[Data records]
┌──

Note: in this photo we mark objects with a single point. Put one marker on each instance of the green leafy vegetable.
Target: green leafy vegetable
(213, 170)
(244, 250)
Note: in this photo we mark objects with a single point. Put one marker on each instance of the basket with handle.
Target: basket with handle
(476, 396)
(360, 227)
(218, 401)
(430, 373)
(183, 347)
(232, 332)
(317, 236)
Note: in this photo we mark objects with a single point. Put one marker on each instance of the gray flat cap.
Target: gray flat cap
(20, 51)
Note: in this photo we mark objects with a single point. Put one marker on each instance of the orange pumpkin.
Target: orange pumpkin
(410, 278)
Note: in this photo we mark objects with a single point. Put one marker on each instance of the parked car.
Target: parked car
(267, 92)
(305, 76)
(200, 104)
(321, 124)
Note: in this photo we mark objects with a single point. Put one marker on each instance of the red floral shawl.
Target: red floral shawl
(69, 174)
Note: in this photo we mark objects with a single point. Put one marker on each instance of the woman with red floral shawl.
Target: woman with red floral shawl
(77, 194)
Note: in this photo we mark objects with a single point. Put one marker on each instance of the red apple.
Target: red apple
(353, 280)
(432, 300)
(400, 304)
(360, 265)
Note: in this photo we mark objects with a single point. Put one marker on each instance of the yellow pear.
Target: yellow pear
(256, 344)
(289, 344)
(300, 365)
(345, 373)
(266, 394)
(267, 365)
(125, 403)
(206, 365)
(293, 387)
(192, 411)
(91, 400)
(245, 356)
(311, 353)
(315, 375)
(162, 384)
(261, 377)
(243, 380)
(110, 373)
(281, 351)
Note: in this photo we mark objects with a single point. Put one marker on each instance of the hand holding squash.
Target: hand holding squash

└──
┌──

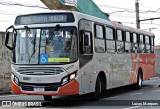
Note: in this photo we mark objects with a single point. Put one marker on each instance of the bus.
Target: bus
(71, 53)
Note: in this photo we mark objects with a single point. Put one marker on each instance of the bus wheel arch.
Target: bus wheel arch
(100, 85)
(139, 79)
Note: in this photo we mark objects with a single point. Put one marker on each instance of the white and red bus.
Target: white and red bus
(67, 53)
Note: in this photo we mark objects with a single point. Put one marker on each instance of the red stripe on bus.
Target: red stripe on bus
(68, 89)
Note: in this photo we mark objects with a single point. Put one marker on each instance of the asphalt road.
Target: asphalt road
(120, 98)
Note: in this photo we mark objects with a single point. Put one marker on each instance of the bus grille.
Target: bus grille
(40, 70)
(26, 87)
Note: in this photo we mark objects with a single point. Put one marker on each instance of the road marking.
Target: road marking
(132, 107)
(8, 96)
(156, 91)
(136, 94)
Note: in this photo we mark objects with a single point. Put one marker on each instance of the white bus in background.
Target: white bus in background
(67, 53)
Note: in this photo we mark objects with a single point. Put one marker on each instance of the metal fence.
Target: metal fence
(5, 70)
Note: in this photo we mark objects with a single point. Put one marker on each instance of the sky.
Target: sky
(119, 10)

└──
┌──

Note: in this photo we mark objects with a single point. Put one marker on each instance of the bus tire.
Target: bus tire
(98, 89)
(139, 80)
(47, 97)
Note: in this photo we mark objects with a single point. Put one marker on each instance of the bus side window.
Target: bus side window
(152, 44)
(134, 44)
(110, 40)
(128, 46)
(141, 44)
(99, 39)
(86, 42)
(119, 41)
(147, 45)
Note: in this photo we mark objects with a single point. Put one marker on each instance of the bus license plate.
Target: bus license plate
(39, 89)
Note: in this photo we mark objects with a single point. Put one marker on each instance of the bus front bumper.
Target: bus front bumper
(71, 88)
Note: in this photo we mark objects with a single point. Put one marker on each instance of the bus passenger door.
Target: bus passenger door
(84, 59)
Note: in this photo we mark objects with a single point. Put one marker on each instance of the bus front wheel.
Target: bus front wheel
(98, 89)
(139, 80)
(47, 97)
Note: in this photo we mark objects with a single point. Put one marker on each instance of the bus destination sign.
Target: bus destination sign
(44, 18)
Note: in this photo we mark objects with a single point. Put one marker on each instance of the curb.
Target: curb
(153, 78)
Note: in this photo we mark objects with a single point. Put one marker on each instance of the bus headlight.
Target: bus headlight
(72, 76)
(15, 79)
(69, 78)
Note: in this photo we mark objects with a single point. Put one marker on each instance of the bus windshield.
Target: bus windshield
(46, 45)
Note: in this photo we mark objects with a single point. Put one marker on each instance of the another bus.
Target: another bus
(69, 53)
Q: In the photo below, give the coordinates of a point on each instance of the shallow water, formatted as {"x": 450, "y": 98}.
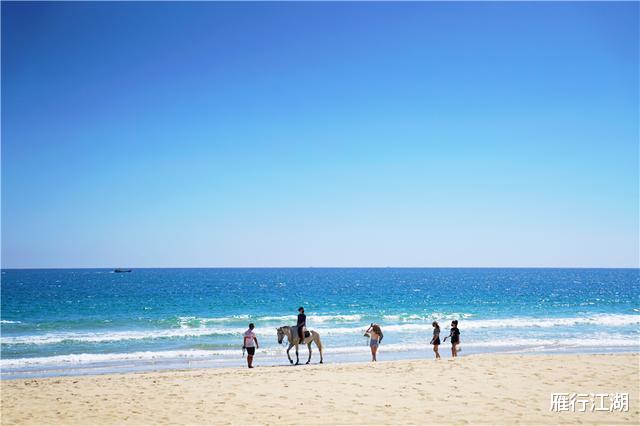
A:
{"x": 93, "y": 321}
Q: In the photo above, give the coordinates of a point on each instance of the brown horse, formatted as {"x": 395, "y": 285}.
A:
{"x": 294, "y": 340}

└──

- Activity -
In the records, which lines use the word "give"? Report them.

- Response to this task -
Q: In the photo below, give the coordinates of a point on each instance of the shallow water, formatted as {"x": 450, "y": 98}.
Q: In the photo above, give the coordinates of a point on each instance of the brown horse, formatted as {"x": 395, "y": 285}.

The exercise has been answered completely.